### WRITTEN PROBLEM
Reproduce the stretch of the listing that begins with the line containing "the man's wrist" and ends with the line containing "[(830, 491)]", both lines included, leaving every line unchanged.

Stored data entries

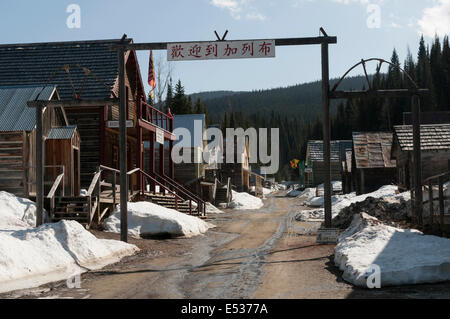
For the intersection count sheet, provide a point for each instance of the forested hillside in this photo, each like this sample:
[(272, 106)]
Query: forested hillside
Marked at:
[(296, 110)]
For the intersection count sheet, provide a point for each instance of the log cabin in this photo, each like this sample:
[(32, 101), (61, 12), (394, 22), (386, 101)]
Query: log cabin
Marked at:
[(84, 70), (18, 140), (372, 165), (88, 71), (435, 150)]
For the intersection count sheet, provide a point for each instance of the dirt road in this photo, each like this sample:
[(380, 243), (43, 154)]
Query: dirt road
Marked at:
[(251, 254)]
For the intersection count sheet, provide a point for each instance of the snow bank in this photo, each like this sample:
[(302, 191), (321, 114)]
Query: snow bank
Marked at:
[(245, 201), (340, 202), (16, 212), (404, 256), (32, 257), (146, 218)]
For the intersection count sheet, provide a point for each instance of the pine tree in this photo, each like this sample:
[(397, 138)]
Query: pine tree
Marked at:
[(169, 97)]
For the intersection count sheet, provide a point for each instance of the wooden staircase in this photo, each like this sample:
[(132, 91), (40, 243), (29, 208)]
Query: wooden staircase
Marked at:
[(71, 208), (169, 201), (12, 166)]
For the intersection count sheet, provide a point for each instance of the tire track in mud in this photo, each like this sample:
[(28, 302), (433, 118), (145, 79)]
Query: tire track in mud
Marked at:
[(237, 273)]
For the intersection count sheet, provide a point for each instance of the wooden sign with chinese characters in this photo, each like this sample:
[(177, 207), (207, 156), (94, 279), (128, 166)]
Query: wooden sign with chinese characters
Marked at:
[(221, 50), (159, 136)]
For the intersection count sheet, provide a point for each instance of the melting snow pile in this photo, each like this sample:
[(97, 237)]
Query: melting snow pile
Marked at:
[(404, 256), (16, 213), (245, 201), (148, 219), (32, 257), (394, 211), (340, 202)]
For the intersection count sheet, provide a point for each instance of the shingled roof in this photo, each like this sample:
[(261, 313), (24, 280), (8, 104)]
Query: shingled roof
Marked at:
[(373, 150), (35, 64), (433, 137), (15, 115), (338, 150)]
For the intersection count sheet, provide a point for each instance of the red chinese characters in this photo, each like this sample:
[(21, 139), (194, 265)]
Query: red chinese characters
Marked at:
[(195, 51), (247, 48), (265, 48), (177, 52), (230, 51), (211, 50)]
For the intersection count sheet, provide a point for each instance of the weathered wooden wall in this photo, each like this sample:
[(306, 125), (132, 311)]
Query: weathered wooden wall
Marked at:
[(319, 172)]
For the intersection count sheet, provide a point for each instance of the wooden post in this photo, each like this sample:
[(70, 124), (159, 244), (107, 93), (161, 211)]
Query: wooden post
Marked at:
[(152, 160), (123, 148), (171, 144), (161, 164), (431, 198), (418, 197), (326, 134), (39, 168), (139, 146), (441, 202), (363, 182)]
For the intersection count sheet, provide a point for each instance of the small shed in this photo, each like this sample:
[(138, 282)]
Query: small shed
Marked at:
[(435, 150), (18, 142), (347, 180), (315, 165), (66, 141), (372, 162)]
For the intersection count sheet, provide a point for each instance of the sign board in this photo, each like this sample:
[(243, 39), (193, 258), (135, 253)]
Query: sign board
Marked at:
[(159, 136), (116, 124), (327, 236), (220, 50)]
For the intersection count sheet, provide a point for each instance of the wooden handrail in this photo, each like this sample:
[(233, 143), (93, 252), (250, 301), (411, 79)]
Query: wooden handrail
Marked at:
[(94, 183), (161, 185)]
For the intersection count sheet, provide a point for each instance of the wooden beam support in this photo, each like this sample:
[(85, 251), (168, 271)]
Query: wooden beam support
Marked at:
[(326, 134), (73, 103), (278, 42), (417, 154), (123, 148), (377, 93), (152, 158), (39, 168), (152, 128)]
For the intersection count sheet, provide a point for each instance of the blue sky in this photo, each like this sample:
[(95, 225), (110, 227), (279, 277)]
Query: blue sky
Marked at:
[(401, 23)]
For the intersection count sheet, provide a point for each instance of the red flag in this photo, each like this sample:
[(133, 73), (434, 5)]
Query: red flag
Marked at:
[(151, 72), (169, 113)]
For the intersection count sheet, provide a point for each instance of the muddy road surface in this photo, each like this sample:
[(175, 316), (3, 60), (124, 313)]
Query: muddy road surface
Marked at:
[(250, 254)]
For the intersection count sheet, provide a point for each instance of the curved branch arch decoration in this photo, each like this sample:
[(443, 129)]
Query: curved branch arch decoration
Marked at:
[(363, 62)]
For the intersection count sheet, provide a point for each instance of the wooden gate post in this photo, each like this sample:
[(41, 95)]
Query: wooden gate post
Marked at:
[(39, 168), (418, 197), (123, 147)]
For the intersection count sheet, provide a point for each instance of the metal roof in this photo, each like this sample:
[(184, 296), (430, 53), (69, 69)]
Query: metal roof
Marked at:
[(15, 115), (373, 150), (338, 149), (61, 133), (189, 122), (36, 63), (433, 137)]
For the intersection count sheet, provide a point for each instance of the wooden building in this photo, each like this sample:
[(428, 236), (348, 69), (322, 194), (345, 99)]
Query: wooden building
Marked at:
[(315, 166), (239, 171), (347, 178), (18, 140), (441, 117), (435, 150), (372, 165), (88, 70)]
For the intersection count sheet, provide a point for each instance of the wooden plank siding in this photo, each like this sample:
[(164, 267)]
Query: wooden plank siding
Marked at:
[(87, 120)]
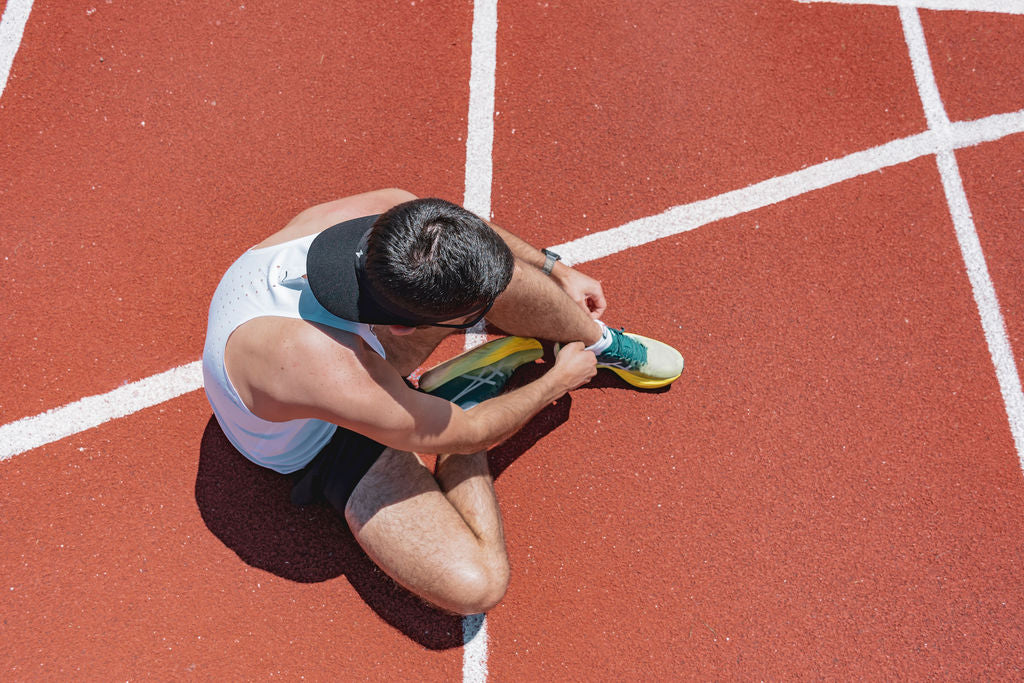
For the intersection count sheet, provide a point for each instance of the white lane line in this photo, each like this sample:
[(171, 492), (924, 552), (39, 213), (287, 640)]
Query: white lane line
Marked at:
[(479, 169), (90, 412), (15, 15), (474, 653), (689, 216), (24, 434), (967, 235), (1000, 6), (480, 133)]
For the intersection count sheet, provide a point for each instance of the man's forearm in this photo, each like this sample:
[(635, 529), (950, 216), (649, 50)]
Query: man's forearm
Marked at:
[(497, 419)]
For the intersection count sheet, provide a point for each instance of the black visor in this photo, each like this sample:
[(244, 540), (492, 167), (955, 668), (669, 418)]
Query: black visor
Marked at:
[(337, 279)]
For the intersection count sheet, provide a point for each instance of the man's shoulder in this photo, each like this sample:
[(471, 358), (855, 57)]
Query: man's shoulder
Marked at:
[(281, 365)]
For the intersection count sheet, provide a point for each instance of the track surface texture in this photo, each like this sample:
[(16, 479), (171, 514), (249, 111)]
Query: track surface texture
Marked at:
[(820, 204)]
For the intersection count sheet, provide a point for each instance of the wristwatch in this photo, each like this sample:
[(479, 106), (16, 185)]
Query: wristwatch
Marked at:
[(549, 260)]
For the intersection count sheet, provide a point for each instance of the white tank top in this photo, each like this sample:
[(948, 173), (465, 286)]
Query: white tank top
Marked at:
[(267, 282)]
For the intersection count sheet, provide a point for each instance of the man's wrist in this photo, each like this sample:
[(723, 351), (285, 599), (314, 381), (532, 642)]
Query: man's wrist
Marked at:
[(551, 259)]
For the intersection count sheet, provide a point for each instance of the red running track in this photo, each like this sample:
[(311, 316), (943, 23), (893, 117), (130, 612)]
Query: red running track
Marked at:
[(830, 491)]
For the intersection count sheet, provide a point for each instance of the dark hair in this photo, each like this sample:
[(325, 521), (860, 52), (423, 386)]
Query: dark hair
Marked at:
[(435, 259)]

### FULL OUTPUT
For the intersection count sheet, provide a point for each instance of the man's wrist in this photo, each like this sample:
[(723, 351), (285, 599), (314, 381), (532, 642)]
Query: man's wrist
Marked at:
[(551, 259)]
For the intersection count sheet, provide a point for each instance of the red running track in this photo, each like this sample:
[(311, 316), (943, 23), (893, 117), (130, 612)]
Query: red running track
Marked at:
[(830, 491)]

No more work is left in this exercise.